● Exercise
Rewrite the stretch from the line containing "target: brown fur" through the line containing "91 89 L 104", swapping "white car hood" for "silver car hood" and keeping everything else the same.

● Data for processing
>>>>>
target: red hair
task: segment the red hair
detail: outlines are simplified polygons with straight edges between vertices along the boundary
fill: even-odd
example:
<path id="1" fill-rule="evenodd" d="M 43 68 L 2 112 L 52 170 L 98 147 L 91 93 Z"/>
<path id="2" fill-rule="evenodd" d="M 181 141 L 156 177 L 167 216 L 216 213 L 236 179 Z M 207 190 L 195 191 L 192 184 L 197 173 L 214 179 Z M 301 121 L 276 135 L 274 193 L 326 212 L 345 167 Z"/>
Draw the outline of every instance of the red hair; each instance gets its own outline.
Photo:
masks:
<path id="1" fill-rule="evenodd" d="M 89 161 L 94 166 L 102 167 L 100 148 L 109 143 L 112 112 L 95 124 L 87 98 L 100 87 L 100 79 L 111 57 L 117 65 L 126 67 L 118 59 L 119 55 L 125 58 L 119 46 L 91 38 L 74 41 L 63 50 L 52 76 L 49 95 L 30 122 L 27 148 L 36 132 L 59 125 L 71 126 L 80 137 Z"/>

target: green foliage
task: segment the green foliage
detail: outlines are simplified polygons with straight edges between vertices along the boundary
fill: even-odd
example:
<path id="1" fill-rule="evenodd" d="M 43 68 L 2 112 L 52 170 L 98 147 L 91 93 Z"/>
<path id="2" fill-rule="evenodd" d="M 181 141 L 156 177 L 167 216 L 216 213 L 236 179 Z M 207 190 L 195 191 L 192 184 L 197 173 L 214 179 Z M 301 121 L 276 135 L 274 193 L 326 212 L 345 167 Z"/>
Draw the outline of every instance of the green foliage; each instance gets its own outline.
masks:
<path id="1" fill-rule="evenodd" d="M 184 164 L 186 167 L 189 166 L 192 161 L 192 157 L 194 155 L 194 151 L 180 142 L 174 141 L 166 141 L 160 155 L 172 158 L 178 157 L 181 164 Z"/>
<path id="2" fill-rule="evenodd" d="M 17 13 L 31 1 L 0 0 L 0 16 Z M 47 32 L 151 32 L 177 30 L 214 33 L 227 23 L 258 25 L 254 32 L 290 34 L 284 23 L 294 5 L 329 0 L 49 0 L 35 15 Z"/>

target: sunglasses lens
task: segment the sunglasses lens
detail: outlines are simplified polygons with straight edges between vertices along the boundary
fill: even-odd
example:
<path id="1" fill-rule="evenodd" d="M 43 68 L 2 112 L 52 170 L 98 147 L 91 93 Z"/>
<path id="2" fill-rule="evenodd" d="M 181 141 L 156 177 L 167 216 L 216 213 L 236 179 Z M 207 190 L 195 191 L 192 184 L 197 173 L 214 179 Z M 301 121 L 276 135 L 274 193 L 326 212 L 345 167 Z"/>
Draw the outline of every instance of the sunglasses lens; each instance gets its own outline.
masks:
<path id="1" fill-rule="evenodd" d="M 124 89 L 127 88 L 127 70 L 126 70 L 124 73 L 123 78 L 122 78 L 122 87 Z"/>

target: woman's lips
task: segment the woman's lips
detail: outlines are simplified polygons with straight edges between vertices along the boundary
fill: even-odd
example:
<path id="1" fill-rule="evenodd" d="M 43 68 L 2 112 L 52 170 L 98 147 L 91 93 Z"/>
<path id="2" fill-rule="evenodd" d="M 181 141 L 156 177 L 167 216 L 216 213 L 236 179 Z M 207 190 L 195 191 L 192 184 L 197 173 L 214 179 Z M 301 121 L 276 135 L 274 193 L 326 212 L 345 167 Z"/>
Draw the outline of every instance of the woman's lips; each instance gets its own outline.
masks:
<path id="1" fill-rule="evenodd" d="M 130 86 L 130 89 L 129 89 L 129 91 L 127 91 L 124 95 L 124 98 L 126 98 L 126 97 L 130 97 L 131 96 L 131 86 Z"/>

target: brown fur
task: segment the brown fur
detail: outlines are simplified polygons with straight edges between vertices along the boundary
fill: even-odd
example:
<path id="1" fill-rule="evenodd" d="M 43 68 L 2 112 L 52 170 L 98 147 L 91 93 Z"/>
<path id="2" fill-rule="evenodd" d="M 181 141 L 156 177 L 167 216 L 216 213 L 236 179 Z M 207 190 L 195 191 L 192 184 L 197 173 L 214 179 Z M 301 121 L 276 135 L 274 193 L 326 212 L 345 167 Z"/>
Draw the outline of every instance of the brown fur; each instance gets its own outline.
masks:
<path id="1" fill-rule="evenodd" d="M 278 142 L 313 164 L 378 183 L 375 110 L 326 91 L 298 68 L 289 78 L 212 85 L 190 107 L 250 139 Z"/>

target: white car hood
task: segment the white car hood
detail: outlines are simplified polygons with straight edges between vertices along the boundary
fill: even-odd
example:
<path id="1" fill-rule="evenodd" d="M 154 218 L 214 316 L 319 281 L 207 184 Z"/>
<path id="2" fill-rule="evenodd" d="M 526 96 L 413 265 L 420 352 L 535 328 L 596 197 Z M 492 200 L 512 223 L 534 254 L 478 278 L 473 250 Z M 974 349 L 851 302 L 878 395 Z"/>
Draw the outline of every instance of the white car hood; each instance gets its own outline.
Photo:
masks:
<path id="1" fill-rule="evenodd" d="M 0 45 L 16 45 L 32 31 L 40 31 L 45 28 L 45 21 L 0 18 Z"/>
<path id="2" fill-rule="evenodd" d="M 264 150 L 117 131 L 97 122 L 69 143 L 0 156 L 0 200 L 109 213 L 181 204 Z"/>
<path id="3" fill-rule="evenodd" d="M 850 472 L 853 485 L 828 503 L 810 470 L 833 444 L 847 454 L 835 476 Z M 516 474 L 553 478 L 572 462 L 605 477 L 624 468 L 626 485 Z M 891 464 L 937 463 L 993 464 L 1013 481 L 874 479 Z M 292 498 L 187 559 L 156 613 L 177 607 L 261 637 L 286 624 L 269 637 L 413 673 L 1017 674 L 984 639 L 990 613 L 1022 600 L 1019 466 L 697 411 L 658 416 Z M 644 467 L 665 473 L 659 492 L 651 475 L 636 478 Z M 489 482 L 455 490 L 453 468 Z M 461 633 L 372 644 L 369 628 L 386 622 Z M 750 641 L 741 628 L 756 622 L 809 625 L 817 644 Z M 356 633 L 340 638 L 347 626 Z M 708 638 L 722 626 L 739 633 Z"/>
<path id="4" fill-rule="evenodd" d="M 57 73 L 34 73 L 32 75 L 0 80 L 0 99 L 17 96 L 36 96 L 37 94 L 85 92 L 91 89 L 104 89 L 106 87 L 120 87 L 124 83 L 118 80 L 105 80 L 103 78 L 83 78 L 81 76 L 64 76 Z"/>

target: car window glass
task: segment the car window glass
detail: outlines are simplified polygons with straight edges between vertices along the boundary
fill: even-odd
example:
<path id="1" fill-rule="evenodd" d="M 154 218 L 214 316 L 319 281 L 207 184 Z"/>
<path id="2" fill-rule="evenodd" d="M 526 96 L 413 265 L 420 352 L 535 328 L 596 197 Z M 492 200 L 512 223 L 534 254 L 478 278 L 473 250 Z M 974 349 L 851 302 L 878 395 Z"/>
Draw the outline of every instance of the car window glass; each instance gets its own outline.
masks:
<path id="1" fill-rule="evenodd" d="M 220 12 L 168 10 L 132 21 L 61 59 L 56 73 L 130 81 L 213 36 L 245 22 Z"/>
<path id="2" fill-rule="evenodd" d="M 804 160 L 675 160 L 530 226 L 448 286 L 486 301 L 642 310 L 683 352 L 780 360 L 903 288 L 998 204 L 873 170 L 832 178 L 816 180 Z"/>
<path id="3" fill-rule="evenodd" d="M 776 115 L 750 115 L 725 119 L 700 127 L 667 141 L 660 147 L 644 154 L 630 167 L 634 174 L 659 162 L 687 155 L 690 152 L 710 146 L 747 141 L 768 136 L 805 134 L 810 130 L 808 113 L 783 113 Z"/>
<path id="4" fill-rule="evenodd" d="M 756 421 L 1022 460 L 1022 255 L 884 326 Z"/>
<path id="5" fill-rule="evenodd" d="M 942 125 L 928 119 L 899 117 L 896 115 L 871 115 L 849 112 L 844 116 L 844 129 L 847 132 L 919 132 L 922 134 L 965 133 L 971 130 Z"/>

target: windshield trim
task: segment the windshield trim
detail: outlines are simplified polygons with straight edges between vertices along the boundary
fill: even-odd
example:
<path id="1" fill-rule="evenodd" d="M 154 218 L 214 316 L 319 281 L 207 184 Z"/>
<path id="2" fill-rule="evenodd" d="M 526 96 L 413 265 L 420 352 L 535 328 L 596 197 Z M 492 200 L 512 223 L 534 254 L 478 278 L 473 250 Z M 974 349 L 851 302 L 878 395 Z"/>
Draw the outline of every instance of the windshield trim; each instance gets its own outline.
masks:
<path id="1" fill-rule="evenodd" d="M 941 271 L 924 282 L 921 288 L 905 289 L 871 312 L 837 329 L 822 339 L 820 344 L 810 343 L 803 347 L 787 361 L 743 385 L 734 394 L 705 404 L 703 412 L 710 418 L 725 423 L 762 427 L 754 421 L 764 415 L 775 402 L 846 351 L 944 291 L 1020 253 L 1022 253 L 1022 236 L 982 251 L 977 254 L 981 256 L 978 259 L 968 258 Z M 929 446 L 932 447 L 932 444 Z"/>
<<<<<
● Result of this task
target: brown fur
task: segment the brown fur
detail: outlines are simplified polygons with straight edges between vertices along the boundary
fill: even-odd
example:
<path id="1" fill-rule="evenodd" d="M 43 68 L 2 112 L 52 170 L 98 147 L 91 93 Z"/>
<path id="2" fill-rule="evenodd" d="M 181 141 L 156 177 L 167 216 L 216 213 L 236 179 Z M 207 190 L 195 191 L 192 184 L 197 173 L 214 179 Z M 301 121 L 276 135 L 274 193 L 326 212 L 345 167 Z"/>
Draw the outline of every instance of the brown fur; each instance gets its own outline.
masks:
<path id="1" fill-rule="evenodd" d="M 278 142 L 313 164 L 378 183 L 375 110 L 326 91 L 298 68 L 289 78 L 212 85 L 190 107 L 250 139 Z"/>

target: silver car hood
task: segment the silver car hood
detail: outlines are simplified polygons with straight edges between vertices along the boundary
fill: even-odd
example:
<path id="1" fill-rule="evenodd" d="M 154 218 L 214 316 L 319 281 L 207 184 Z"/>
<path id="2" fill-rule="evenodd" d="M 526 96 L 413 265 L 420 352 L 535 328 L 596 197 Z M 492 200 L 512 223 L 534 254 L 478 278 L 473 250 Z M 974 349 L 851 302 L 878 395 Z"/>
Draw the outline of every instance of the silver car hood; each instance gets its own outline.
Photo:
masks:
<path id="1" fill-rule="evenodd" d="M 0 45 L 16 45 L 32 31 L 40 31 L 45 28 L 45 21 L 0 18 Z"/>
<path id="2" fill-rule="evenodd" d="M 264 150 L 117 131 L 97 122 L 69 143 L 0 156 L 0 200 L 109 213 L 181 204 Z"/>
<path id="3" fill-rule="evenodd" d="M 850 472 L 853 485 L 828 503 L 810 470 L 833 444 L 847 454 L 835 476 Z M 516 474 L 553 478 L 572 462 L 605 477 L 624 468 L 626 485 Z M 891 464 L 937 463 L 993 464 L 1013 481 L 874 479 Z M 292 498 L 187 559 L 156 613 L 177 607 L 261 637 L 286 624 L 269 637 L 413 673 L 1017 674 L 984 639 L 990 613 L 1022 600 L 1019 466 L 697 411 L 658 416 Z M 644 467 L 665 473 L 659 492 L 651 475 L 636 478 Z M 489 482 L 455 490 L 453 468 Z M 461 633 L 372 644 L 369 628 L 386 622 Z M 750 641 L 741 628 L 756 622 L 809 625 L 817 644 Z M 356 633 L 340 638 L 347 626 Z M 708 638 L 722 626 L 739 633 Z"/>
<path id="4" fill-rule="evenodd" d="M 57 73 L 34 73 L 32 75 L 0 80 L 0 99 L 17 96 L 36 96 L 37 94 L 85 92 L 91 89 L 104 89 L 106 87 L 120 87 L 124 83 L 118 80 L 105 80 L 103 78 L 83 78 L 81 76 L 64 76 Z"/>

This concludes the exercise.